## Provided passage
>>>>

Not long ago, I went to hear physician Michael Stein talk about his memoir, "The Addict," which describes his treatment of a young woman for Vicodin dependency. In this book, Stein opens his office door, revealing what the jacket copy calls "the very private world of prescription drug addiction."
After the presentation, a man in the audience asked whether Stein had gotten his patient's permission to tell her story. After an awkward pause, the doctor read aloud his author's note.
"As an author of nonfiction who is also a doctor writing about his patients, I have particular storytelling challenges," he recited. "When I began 'The Addict,' I knew that I would have to change names, places, and many details of her life to protect her privacy. If she were ever to read this book, I wanted her to remember things about herself but feel safely disguised."
The phrase "If she were ever to read this book" felt like a punch in the gut. Was it possible that this patient not only hadn't agreed to be portrayed in the book, but did not know Stein had written it? And if so, wouldn't that be a terrible violation?

<<<<

## Data for review

>>>>

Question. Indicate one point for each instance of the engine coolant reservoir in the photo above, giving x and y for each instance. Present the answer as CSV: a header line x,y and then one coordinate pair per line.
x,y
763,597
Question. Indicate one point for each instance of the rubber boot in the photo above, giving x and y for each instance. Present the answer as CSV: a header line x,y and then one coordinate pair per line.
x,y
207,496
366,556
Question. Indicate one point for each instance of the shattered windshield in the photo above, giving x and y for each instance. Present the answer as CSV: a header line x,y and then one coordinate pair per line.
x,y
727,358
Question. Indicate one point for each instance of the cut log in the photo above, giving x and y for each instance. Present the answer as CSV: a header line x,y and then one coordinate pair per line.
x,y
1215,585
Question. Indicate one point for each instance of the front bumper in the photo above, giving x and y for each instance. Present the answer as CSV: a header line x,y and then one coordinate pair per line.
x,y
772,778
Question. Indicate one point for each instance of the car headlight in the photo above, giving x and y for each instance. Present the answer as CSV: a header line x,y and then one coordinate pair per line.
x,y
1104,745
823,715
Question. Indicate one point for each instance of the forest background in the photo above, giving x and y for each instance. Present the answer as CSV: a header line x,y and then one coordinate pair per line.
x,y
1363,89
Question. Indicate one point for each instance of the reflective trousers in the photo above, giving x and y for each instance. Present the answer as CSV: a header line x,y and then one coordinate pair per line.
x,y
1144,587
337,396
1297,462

<<<<

## Required tasks
1. Reproduce, word for word, the part of the passage about Michael Stein's memoir that begins with the words containing "After the presentation, a" and ends with "his author's note.".
2. Take the passage about Michael Stein's memoir further, picking up right after its final sentence.

## Written answers
1.
After the presentation, a man in the audience asked whether Stein had gotten his patient's permission to tell her story. After an awkward pause, the doctor read aloud his author's note.

2.
As the author of six books of memoir and as a professor in an MFA program, I've spent a lot of time considering the ethics of personal storytelling. Perhaps the most obvious issue is what might now be called "the James Frey fallacy" -- that is, including details that are demonstrably false. In the author's note Frey added to "A Million Little Pieces" after the book was discredited, Frey says, "I believe, and I understand others strongly disagree, that memoir allows the writer to work from memory instead of from a strict journalistic or historical standard. It is about impression and feeling, about individual recollection."
While few memoirists see themselves as journalists, most believe it's important to get the details right. And yet, all of us labor under the limitations of what Frey terms "individual recollection." In fact, other people in our lives have different recollections, and often our versions can't be fact-checked against a single, reliable truth.
So if we tell other people's stories, what do we do?
When I published my first collection of essays in 1994, lawyers marked every "actionable" sentence, every instance where I mentioned someone else's drug use, homosexuality or criminal behavior. There were a lot of them. I have a memo dated Sept. 9, 1993, which includes the following bullet points:
p. 11 I suggest we omit a specific street address. It invites trouble from owners or landlords (called a junkie on page 13.)
p. 41 If Carolyn Mahoney is a real name I suggest a change since she appears several places and here we described her taking drugs.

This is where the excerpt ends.